[Items from a data source]
····················

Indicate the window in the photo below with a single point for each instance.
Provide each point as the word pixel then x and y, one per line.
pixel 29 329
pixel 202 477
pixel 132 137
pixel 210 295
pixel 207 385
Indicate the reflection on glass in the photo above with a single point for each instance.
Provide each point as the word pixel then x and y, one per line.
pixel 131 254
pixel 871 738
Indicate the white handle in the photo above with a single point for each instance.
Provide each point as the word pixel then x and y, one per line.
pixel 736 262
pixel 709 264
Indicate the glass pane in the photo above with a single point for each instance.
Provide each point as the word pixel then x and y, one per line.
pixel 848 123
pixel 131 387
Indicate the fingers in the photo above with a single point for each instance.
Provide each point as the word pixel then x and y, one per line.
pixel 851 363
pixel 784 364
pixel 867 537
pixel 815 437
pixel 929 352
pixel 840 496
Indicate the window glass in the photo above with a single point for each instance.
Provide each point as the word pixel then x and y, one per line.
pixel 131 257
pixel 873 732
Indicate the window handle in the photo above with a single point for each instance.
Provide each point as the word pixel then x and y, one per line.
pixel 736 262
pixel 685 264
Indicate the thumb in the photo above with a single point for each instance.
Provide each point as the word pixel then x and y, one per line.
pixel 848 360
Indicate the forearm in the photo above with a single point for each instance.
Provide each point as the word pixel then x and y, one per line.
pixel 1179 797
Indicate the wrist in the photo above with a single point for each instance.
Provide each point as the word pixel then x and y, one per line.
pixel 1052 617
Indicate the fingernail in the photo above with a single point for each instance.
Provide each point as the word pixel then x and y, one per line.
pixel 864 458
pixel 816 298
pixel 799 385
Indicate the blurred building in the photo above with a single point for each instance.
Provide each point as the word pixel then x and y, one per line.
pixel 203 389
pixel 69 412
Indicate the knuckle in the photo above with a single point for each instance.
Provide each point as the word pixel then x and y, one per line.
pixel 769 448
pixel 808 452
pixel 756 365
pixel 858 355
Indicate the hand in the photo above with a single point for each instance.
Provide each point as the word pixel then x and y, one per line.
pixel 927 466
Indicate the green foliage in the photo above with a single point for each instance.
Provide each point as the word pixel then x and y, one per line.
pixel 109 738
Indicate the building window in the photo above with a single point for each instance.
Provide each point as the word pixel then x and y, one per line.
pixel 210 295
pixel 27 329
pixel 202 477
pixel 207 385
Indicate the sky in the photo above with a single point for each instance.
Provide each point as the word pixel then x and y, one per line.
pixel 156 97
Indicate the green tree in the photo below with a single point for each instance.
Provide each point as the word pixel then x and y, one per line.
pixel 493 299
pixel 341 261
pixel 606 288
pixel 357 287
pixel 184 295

····················

TASK DIRECTIONS>
Every entry should be printed again exactly as it stands.

ANSWER FOR THIS EXERCISE>
Indicate the window in the photo below with a single point for each instance.
Provide each point as the word pixel then x and y, one per line.
pixel 29 329
pixel 202 477
pixel 132 137
pixel 210 295
pixel 207 385
Indicate the reflection on glass in the photo above with a single point for each instance.
Provide each point as the word pixel then x and y, one per line.
pixel 131 254
pixel 871 738
Indicate the white handle in the photo above with a single point for each instance.
Provide each point as the word pixel then x and y, one per line.
pixel 736 262
pixel 709 264
Indicate the glass pane in the photo above with a single point for each instance.
Provide each point as the word pixel then x and y, one per line.
pixel 848 123
pixel 131 387
Indicate the fingers in the photo above with a single point for each instance.
Provide each point as the word pixel then x and y, one per line.
pixel 851 363
pixel 784 364
pixel 867 537
pixel 815 437
pixel 929 352
pixel 840 496
Indicate the window glass in the photo above with a single point for each instance.
Provide each point as the word pixel then x and y, one per line.
pixel 131 257
pixel 873 732
Indicate the window handle in the photo above with a single point for each instance.
Provide each point as the word pixel then x and y, one per line.
pixel 736 262
pixel 685 264
Indicate the thumb in the photo above with a single point for each instance.
Provide each point as the word pixel then x and y, one per line.
pixel 848 360
Indicate the forearm in the photo above with a single point for each instance.
Provide each point as the word pixel then x and y, one per line.
pixel 1179 797
Indicate the wrist in the photo above with a single point for each instance.
Provide each point as the word pixel then x and y, one per line.
pixel 1052 617
Indicate the fingernail in the photo above with a single point for each instance.
Provide each point as the word pixel then x and y, one per line.
pixel 864 458
pixel 816 298
pixel 799 385
Indicate the blurred building in the photo above with a single point for each instance.
Provide each point as the word pixel then x and y, one per line.
pixel 203 389
pixel 69 412
Indicate the knuckle in the photo above with a single point for each instance.
Provide each point as the word pixel then x and y, one per line.
pixel 769 448
pixel 808 452
pixel 756 365
pixel 858 355
Indicate the hand in the photo above with a single point for each instance.
Provide each point as the word pixel then x and y, one per line.
pixel 927 466
Indicate the green foliage in the photo above with a single point for each instance.
Provide each point as the word pixel then x and y, one per line.
pixel 109 738
Indicate the building window in the photo above with a single point for each instance.
Provide each point as the word pixel then x and y, one per line.
pixel 210 295
pixel 27 329
pixel 202 477
pixel 207 385
Indicate the sky in the photo above with a single point for each instance.
Provide each point as the word pixel then x and y, one per line.
pixel 156 97
Indicate the green tree in the photo below with a single point for each instance.
Provide each point as the word pixel then x and y, one per line.
pixel 493 299
pixel 341 261
pixel 606 288
pixel 357 287
pixel 184 295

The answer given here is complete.